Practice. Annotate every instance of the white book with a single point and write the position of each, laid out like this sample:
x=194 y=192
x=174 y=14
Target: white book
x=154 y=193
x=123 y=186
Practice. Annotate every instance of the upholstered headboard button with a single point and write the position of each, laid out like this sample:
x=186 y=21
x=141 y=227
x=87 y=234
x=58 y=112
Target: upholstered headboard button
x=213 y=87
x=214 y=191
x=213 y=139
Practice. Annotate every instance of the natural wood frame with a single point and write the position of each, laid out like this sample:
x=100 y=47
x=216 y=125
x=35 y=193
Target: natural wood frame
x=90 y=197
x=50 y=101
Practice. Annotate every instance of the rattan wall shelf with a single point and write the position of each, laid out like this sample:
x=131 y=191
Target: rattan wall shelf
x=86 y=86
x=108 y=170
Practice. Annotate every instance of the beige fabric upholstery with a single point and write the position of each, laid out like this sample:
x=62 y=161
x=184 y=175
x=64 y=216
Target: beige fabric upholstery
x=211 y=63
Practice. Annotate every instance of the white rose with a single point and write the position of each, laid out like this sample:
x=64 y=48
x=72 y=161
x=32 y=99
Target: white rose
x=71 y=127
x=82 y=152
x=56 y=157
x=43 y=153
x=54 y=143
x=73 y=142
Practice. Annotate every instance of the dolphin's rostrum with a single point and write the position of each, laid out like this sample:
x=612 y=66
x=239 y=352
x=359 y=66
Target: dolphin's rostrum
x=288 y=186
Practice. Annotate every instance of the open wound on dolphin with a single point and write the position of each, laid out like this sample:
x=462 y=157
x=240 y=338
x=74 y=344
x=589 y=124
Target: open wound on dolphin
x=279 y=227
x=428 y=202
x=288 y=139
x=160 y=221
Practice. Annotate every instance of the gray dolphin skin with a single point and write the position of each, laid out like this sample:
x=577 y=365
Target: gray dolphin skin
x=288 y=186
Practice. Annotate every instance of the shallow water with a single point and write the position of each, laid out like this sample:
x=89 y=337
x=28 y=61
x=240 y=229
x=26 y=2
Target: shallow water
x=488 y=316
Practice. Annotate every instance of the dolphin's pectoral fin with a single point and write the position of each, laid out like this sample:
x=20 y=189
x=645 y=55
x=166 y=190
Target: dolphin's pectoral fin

--------

> _YOUR OBJECTIVE_
Output the full listing above word for word.

> _SOLUTION TO THE EXERCISE_
Practice. Annotate every instance of the white book with a single point and write the position of each, laid out like this sample:
x=194 y=192
x=174 y=14
Target: white book
x=154 y=193
x=123 y=186
Practice. Annotate every instance of the upholstered headboard button with a single point and write the position of each, laid out like this sample:
x=186 y=21
x=141 y=227
x=87 y=234
x=58 y=112
Target: upholstered headboard button
x=213 y=87
x=214 y=191
x=213 y=139
Practice. Annotate every instance of the natural wood frame with a single point and write the position of each, laid out like this sample:
x=100 y=47
x=216 y=125
x=35 y=193
Target: natural wood frame
x=90 y=197
x=50 y=101
Practice. Annotate every instance of the rattan wall shelf with a single point and write the position of each, laid out like this sample:
x=131 y=191
Target: rattan wall shelf
x=86 y=86
x=108 y=170
Practice. Annotate every instance of the beige fabric upholstery with a single point and write the position of each, laid out like this sample:
x=62 y=161
x=184 y=175
x=64 y=216
Target: beige fabric upholstery
x=211 y=63
Practice. Annotate every instance of the white rose with a single point and write the position of each, laid out like this sample:
x=64 y=48
x=72 y=161
x=32 y=99
Target: white rose
x=71 y=127
x=82 y=152
x=56 y=157
x=43 y=153
x=54 y=143
x=73 y=142
Practice. Annotate every instance of the dolphin's rostrum with a single point and write the position of each, laid out like this sample:
x=612 y=66
x=239 y=352
x=359 y=66
Target: dolphin's rostrum
x=288 y=186
Practice. Annotate every instance of the open wound on dolphin with a single point and write the position of each, laid out like this sample:
x=462 y=157
x=240 y=338
x=74 y=344
x=589 y=124
Target: open wound on dolphin
x=279 y=227
x=428 y=202
x=288 y=139
x=160 y=221
Practice. Annotate every instance of the gray dolphin skin with a single point and write the position of each, laid out like this sample:
x=577 y=365
Target: gray dolphin skin
x=288 y=186
Practice. Annotate every instance of the shallow water with a single point and write the position of each, laid out like this sample:
x=89 y=337
x=28 y=61
x=240 y=229
x=26 y=2
Target: shallow water
x=488 y=316
Practice. Annotate every instance of the dolphin's pectoral fin with a single point and write the position of each, laid out like this sample:
x=20 y=189
x=645 y=55
x=166 y=190
Target: dolphin's pectoral fin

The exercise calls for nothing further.